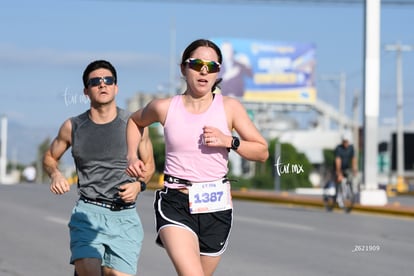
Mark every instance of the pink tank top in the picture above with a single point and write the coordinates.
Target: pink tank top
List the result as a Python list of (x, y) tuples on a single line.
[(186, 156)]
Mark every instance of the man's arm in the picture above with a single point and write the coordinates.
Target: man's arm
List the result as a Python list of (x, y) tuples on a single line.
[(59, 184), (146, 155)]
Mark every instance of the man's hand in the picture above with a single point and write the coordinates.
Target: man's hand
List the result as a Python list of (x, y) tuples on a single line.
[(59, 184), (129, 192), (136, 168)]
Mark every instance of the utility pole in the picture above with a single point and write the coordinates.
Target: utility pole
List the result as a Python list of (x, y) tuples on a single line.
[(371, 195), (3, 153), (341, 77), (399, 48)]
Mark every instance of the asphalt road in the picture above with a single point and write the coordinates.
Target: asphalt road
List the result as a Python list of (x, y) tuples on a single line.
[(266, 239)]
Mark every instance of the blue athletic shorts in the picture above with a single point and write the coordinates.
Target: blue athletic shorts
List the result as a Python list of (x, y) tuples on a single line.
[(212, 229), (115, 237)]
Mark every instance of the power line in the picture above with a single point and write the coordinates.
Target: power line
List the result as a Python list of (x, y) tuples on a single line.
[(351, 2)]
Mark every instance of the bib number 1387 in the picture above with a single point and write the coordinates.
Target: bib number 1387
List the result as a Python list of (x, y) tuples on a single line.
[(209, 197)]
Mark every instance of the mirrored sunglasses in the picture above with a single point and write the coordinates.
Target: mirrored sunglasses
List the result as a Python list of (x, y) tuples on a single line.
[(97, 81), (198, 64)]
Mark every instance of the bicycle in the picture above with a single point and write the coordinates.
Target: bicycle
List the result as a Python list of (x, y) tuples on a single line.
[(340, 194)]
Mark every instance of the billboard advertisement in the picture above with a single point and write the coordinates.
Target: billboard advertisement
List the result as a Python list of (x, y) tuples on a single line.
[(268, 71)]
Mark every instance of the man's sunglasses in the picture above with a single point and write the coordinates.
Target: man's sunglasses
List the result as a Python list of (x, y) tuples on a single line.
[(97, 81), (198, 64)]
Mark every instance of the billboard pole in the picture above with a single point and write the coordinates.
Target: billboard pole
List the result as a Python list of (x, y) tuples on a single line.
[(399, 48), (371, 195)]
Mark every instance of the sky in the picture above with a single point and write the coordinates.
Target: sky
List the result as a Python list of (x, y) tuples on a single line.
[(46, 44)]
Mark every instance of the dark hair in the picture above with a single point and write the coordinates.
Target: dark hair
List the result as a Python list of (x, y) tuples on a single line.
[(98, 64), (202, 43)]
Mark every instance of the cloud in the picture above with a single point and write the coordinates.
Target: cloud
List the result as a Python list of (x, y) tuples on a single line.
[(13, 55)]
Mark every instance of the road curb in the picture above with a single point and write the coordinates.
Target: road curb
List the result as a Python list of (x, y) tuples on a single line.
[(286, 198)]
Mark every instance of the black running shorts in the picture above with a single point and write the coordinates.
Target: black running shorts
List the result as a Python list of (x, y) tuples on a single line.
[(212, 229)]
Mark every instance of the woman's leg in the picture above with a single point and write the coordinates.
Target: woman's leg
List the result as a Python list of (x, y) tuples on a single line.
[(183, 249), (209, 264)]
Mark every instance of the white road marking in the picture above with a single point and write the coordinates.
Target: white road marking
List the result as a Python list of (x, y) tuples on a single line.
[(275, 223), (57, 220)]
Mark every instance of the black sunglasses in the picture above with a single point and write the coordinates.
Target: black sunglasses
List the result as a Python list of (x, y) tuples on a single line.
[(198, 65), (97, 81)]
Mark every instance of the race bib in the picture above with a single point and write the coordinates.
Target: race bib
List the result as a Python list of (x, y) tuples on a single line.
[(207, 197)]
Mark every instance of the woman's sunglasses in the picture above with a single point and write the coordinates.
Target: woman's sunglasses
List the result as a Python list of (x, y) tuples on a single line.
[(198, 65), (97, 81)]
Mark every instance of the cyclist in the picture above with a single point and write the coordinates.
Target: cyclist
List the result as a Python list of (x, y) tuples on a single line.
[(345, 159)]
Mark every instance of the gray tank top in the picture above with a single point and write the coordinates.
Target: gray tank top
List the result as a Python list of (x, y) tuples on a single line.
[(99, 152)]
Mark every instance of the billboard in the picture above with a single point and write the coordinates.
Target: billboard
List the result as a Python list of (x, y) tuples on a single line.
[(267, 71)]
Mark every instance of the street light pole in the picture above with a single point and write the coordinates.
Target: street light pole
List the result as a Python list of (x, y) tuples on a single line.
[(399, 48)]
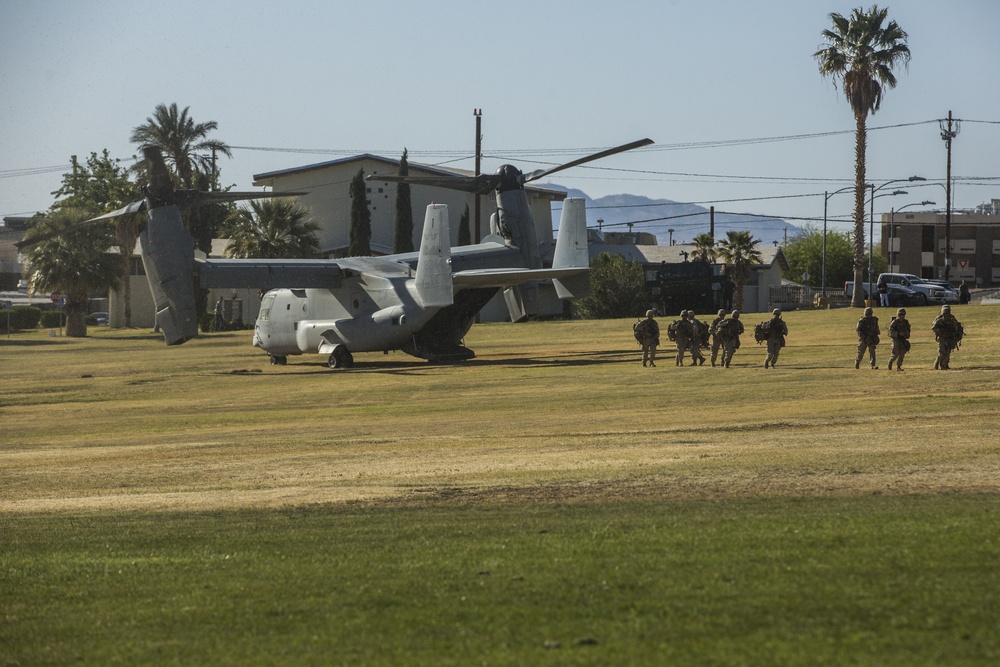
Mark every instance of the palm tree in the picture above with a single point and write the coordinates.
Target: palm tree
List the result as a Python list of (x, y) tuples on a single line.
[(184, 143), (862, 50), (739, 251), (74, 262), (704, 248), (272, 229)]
+++
**Problem**
Retype everything in the material word for word, minus pictures.

**Answer to the problem**
Mark every instance of the pink tank top in the picture above with a single point and write the coordinates.
Target: pink tank top
List the result as a Python list of (x, y) tuples on a single line.
[(186, 156)]
Mark every instance of the man's arm in the picture above with a single point and write the coordinates.
Target: man's arm
List the result as a Python list of (x, y) tuples on a single line.
[(59, 184), (146, 155)]
Mark every instance of the man's hand in the picture above with a single point and write the coordinates.
Target: man's hand
List the result as a Python list of (x, y) tuples on a single line.
[(59, 184), (129, 192), (136, 168)]
Mark every instance of the utility pole in the picture above with a single point and write the coordinates.
Target: utility pole
List the result as a Python list of (x, y) tuples on a single line.
[(371, 195), (3, 153), (341, 77), (399, 48)]
Mark every instance of the asphalt road in the picture above with a single point and write the coordinates.
Target: asphalt road
List the result as a Python list of (x, y) tuples on a single line.
[(266, 239)]
Mark every instance of the blue athletic shorts in the picture above with a single point and write the coordinates.
Target: blue athletic shorts
List the result as a Python list of (x, y) tuples on a single line.
[(212, 229), (115, 237)]
Mark every instance of the power line in the picture above with a single point and write the coordinates.
Target: power line
List the result as a Python list of (x, y) tuples on a single line.
[(351, 2)]
Mark every instance of the bib number 1387 in the picture above with a single point and write the coordinates.
Target: bib number 1387
List the result as a Python list of (x, y) tuples on a single line.
[(209, 197)]
Mark every instance of the mirrored sunglasses in the picture above with a single point and write the coordinates.
Target: mirrored sunglasses
List the result as a Python list of (x, y) tuples on a single line.
[(97, 81), (198, 64)]
Mark every instance of the bicycle in the picture above with a single point and write the coordinates.
Target: bicycle
List the result as a Python list of (x, y) tuples on a single line.
[(340, 194)]
Mark every instance of the billboard advertisement in the picture above with a single point and write the coordinates.
Target: billboard advertisement
List the result as a Python list of (x, y) tuples on a single line.
[(268, 71)]
Mark every instance of the man's sunglasses in the picture above with a single point and write the coordinates.
Target: man's sunglasses
List the result as a Python list of (x, y) tuples on a single line.
[(97, 81), (198, 64)]
Mark every instance of the billboard pole in the picture above with a single point and write the coordinates.
Target: billboard pole
List the result as a Python list of (x, y) tuples on a single line.
[(399, 48), (371, 195)]
Mark every instance of the sky in the picture above with a single point and write the coordinates.
Target: sky
List the result as a Python list of (x, y) tuples on a single line.
[(46, 44)]
Mark every instance of the dark hair in the picture above with a single point and write the coordinates.
Target: dark hair
List the result as a Python list of (x, y) tuples on a single line.
[(98, 64), (202, 43)]
Mark every instance of the cloud in the picture above with a single point and write the coordinates.
Target: cloud
List the result as a Python list of (x, y) tuples on a single line.
[(13, 55)]
Mark every instance of the road curb in the picture above with a single point and write the coordinates.
Target: road curb
List the result as a Python list of (x, y) tuples on a single line.
[(286, 198)]
Mark every instance of the black running shorts in the picture above with a single point and write the coordinates.
Target: black running shorts
List the result as a Python list of (x, y) tuples on a single line.
[(212, 229)]
Mark every instance of the woman's leg in the picture above with a single point and write the coordinates.
Target: woman's leg
List the result as a Python list of (x, y) tuples on a single line.
[(183, 249), (209, 264)]
Mark every instance of the white road marking in the picture above with a single point and write the coordinates.
Target: white road marking
List the result as a Python list of (x, y) tuples on a single line.
[(275, 223), (57, 220)]
Mark every instance of the black sunglasses in the picture above with a single point and write the coordinates.
Target: black sunglasses
List the result as a Python list of (x, y) tuples on a single line.
[(198, 65), (97, 81)]
Mark every instance of the race bib in the picture above with a single point and write the coordinates.
Target: race bib
List the result as a Python list of (x, y) tuples on a single line.
[(207, 197)]
Mark every instance of the woman's sunglasses in the picture above with a single point and write the coordinates.
Target: woman's sunglasses
List the result as a Python list of (x, y) tuples on a single line.
[(198, 65), (97, 81)]
Mark every instance of the cyclist in the picture above with a single point and write the coordinates.
Target: cyclist
List the result as a Python list of (x, y) tuples on a single line.
[(345, 159)]
Mark every instance of the gray tank top in the picture above with a single point and write the coordinates.
Target: gray tank top
List the result as a Python list of (x, y) tuples on a single line.
[(99, 152)]
Mark every instance of the billboard in the picture above with a single point and write the coordinates.
Target: billboard
List the result as a Python list of (x, y) tuples on a single line.
[(267, 71)]
Mark every instance of the street light pole in the picture above with a single point and write the coordinates.
Target: street light pole
List the result as a Python list of (x, y) tuples on a single line.
[(399, 48)]
Mark every instance of the palm tree in the picture above with a single point and write the coordinates.
Target: palm tree
List the result as a Python list of (x, y) tuples on a single line.
[(184, 143), (862, 50), (739, 251), (74, 262), (704, 248), (272, 229)]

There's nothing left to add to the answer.